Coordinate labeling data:
·····
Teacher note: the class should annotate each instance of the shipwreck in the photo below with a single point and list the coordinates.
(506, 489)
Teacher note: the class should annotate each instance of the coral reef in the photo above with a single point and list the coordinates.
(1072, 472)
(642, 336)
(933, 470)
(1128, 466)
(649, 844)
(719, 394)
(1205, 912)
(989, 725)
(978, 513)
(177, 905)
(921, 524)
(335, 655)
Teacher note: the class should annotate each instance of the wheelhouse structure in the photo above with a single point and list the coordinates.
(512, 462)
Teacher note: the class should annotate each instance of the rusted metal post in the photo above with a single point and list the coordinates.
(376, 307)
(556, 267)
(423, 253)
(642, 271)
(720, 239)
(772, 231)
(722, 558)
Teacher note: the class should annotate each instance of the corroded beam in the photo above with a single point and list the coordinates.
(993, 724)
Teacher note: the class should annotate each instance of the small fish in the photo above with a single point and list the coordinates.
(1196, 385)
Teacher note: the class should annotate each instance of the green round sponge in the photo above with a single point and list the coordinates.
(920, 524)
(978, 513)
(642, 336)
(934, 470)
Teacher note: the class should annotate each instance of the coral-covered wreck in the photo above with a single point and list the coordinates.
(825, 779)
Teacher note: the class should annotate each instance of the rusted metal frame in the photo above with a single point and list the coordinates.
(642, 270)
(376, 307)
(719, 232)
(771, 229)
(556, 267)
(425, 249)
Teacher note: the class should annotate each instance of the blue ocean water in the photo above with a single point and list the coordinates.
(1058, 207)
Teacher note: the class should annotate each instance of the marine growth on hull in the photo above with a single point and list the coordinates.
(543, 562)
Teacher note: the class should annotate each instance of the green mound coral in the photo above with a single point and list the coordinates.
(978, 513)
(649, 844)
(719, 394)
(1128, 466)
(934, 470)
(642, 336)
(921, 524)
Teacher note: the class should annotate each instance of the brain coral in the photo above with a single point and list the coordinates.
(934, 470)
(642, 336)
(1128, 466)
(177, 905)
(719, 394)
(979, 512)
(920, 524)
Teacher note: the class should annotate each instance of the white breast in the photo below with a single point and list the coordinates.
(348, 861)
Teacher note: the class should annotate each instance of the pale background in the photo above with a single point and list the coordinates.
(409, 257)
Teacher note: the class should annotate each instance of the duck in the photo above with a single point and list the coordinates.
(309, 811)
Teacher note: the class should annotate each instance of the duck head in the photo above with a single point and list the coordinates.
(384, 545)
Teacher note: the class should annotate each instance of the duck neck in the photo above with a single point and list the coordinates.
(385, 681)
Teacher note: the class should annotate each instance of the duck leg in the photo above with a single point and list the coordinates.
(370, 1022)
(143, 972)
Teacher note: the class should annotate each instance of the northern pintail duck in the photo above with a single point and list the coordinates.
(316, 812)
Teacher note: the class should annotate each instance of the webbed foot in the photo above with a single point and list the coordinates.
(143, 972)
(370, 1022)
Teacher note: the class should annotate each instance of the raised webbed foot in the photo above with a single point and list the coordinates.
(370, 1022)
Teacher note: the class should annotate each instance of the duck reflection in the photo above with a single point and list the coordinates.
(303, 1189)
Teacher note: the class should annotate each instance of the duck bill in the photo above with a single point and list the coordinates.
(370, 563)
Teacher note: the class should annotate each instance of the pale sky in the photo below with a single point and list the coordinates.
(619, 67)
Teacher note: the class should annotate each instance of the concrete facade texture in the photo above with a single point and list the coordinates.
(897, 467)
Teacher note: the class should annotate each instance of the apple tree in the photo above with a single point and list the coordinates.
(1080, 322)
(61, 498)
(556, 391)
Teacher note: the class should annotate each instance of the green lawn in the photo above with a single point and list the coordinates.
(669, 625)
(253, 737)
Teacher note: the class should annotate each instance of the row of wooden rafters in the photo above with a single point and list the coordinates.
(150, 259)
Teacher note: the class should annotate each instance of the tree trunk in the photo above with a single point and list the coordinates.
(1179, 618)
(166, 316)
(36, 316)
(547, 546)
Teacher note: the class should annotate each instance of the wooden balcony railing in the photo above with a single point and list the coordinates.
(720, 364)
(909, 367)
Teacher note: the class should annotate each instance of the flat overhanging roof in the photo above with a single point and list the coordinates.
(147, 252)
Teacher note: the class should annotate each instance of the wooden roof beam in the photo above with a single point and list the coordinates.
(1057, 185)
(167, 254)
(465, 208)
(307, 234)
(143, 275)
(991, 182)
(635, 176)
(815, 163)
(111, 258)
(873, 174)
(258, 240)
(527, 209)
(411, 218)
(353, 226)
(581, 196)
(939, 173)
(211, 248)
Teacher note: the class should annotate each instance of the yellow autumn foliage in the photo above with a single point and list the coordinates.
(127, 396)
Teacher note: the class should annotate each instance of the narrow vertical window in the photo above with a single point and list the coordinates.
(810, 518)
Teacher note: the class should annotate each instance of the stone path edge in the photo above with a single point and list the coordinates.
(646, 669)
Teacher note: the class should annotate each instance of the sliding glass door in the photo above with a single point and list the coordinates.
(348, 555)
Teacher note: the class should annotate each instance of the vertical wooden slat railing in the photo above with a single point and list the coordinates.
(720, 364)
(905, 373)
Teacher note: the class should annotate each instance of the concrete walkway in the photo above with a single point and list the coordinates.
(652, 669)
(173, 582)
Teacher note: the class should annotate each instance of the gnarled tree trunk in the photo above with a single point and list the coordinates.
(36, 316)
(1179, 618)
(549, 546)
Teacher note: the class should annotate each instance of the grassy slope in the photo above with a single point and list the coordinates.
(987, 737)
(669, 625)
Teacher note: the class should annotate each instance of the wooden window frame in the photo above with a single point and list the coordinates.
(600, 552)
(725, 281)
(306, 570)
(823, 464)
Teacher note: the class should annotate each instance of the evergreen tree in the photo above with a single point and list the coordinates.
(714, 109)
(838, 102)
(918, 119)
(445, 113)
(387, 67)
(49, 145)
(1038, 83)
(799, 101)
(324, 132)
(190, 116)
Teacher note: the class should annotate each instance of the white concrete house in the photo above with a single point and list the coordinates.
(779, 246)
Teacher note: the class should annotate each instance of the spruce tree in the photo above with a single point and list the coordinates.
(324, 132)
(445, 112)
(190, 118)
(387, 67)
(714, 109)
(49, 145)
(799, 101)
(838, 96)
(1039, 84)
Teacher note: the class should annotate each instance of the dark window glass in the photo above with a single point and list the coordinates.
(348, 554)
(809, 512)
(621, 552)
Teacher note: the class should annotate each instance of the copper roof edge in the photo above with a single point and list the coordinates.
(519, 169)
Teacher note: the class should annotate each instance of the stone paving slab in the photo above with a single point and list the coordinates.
·····
**Exercise**
Copy the entire listing above verbatim, line for line.

**Answer in full**
Teacher note: the class should annotate each instance of the shipwreck in the photo below with a single point and list the coordinates.
(506, 489)
Teacher note: the class should annotate each instance of the coral reef in the photo above with a single point and list the coordinates.
(1072, 472)
(642, 336)
(933, 470)
(1128, 466)
(649, 844)
(719, 394)
(1205, 912)
(989, 725)
(978, 513)
(177, 905)
(921, 524)
(335, 655)
Teacher note: the class should annotate each instance of the wheelhouse structure in the photo above with a single point and list the coordinates.
(512, 462)
Teacher note: the class should annotate each instance of the rusted metal post in the photo above with a single point and list the coordinates.
(376, 307)
(556, 267)
(423, 253)
(642, 271)
(720, 239)
(772, 231)
(722, 558)
Teacher note: the class should annotate each instance of the corroded beam in the photo above with a single point and list the coordinates.
(993, 724)
Teacher note: the class should annotate each instance of the small fish in the photo above with a single point and list the coordinates.
(1196, 385)
Teacher note: the class should annotate each instance of the green round sponge in the photo above with a single point and list the coordinates.
(920, 524)
(978, 513)
(642, 336)
(934, 470)
Teacher note: the class should annotate each instance of the coral-covered wreck in the photo above with a single point and list the coordinates.
(825, 779)
Teacher note: the class should annotate each instance of the rusted metal frame in the photo above with a single point and list the coordinates.
(642, 270)
(376, 307)
(719, 232)
(771, 229)
(556, 267)
(425, 249)
Teacher note: the class should annotate each instance of the blue ocean water in the photo above with a single point and list the coordinates.
(1058, 207)
Teacher note: the class should annotate each instance of the marine growth on hull in the photo above with a single point and list the coordinates.
(543, 562)
Teacher note: the class should annotate each instance of the green mound coral in the photo above with a single point and list the coordinates.
(978, 513)
(649, 844)
(719, 394)
(1128, 466)
(934, 470)
(642, 336)
(921, 524)
Teacher note: the class should annotate each instance of the brain coral in the photo above with a single point and list the coordinates.
(934, 470)
(642, 336)
(1128, 466)
(177, 905)
(719, 394)
(979, 512)
(920, 524)
Teacher note: the class should annotate each instance of the white breast in the photo below with a single point and list the coordinates.
(348, 861)
Teacher note: the class should annotate each instance of the pale background in the photo above with a single point and list the coordinates.
(409, 257)
Teacher note: the class should annotate each instance of the duck in the photo above with a single point and list the coordinates.
(309, 811)
Teacher note: the class should annotate each instance of the duck head in the photo above with a single point and list the coordinates.
(384, 545)
Teacher note: the class should annotate each instance of the duck neck in the photo above with a single point and list the coordinates.
(385, 681)
Teacher note: the class should annotate each instance of the duck leg in the photo above with a single point and list the coordinates.
(370, 1022)
(143, 972)
Teacher note: the class should annotate each instance of the northern pintail duck in the photo above with a single point and list the coordinates.
(316, 812)
Teacher note: the class should annotate each instance of the webbed foot in the photo above with a single point and list the coordinates.
(143, 972)
(370, 1022)
Teacher note: the class should annotate each instance of the raised webbed foot in the photo above with a single point and list the coordinates.
(370, 1022)
Teacher note: the class should annotate each instance of the duck reflection in the photo above with a single point and list the coordinates.
(303, 1189)
Teacher note: the class should annotate each instance of the duck bill in the photo above with a single point and list the coordinates.
(370, 563)
Teacher note: the class should annotate each instance of the pale sky in the photo below with a single point and list the coordinates.
(619, 67)
Teacher note: the class should annotate each instance of the concrete facade texture in the photo above with a single point and list the coordinates.
(897, 467)
Teacher note: the class should annotate each instance of the apple tree in the photo above with a single point and list the coordinates.
(1080, 322)
(61, 498)
(556, 391)
Teacher note: the class should annotate each instance of the green lawn in the photo above with a single point and list the coordinates.
(669, 625)
(253, 737)
Teacher note: the class should annotate each instance of the row of wooden rafters in the photo above with a single point and list the coordinates.
(150, 259)
Teacher note: the class should annotate each instance of the tree trunk in the photo above with a single point and list the coordinates.
(1179, 618)
(166, 316)
(36, 316)
(547, 546)
Teacher note: the class should annotate each instance of the wooden balcony railing in the photo above with a single point and list the coordinates.
(720, 364)
(909, 367)
Teacher note: the class should annotate each instance of the flat overhanging roof in the photo above with a single point and list the coordinates.
(147, 252)
Teacher note: the class should annotate each instance of the wooden roof beam in the photo above with a single point and list the coordinates.
(1057, 185)
(167, 254)
(465, 208)
(307, 234)
(143, 275)
(991, 182)
(635, 176)
(815, 163)
(111, 258)
(873, 174)
(258, 240)
(527, 209)
(411, 218)
(353, 226)
(581, 196)
(939, 173)
(211, 248)
Teacher note: the class should annotate each instance of the yellow autumn foliage in the photo above with a single point and list the coordinates.
(127, 396)
Teacher note: the class should annotate each instance of the narrow vertical window in the photo above with a single point and list the coordinates.
(810, 518)
Teacher note: the class should annotate each instance of the stone path edge in the photo above with a single point and list the coordinates.
(646, 669)
Teacher note: the class should annotate each instance of the sliding glass door in the photo above with a single point and list the coordinates.
(348, 555)
Teacher note: the class should annotate each instance of the vertical wooden slat railing in the photo above with a single point and list the coordinates.
(720, 364)
(905, 373)
Teacher note: the class should annotate each instance of the concrete walkway in the photo above with a single point and list the coordinates.
(652, 669)
(173, 582)
Teacher note: the class should annotate each instance of the gnarled tree trunk in the photo above with a single point and list the coordinates.
(36, 316)
(1179, 618)
(549, 546)
Teacher note: the class should annotate each instance of the grassy slope in the photo above with a single point and list the coordinates.
(987, 737)
(669, 625)
Teacher note: the class should annotate each instance of the wooden window frame in the photo above with a single point and list the coordinates.
(600, 552)
(725, 281)
(306, 570)
(823, 464)
Teacher note: the class should annotate each instance of the evergreen tree in the photo above with a single point and list the coordinates.
(714, 109)
(838, 102)
(918, 119)
(445, 113)
(387, 67)
(49, 145)
(1038, 83)
(799, 101)
(324, 132)
(190, 116)
Teacher note: the class should annotate each instance of the white concrete house in the photo above with a single point and list the coordinates.
(779, 246)
Teacher note: the class should annotate each instance of the spruce tree in the photo above with a single point and list the coordinates.
(324, 132)
(445, 112)
(190, 118)
(387, 67)
(714, 109)
(49, 145)
(799, 101)
(838, 96)
(1039, 84)
Teacher note: the class should annotate each instance of the dark window glass in the photo above with a single point and list the coordinates.
(348, 554)
(809, 512)
(621, 552)
Teacher note: the class should annotate each instance of the copper roof edge in the photo above with a single point and list the coordinates.
(519, 169)
Teacher note: the class should annotate each instance of the stone paving slab in the photo above with a single point and list the coordinates.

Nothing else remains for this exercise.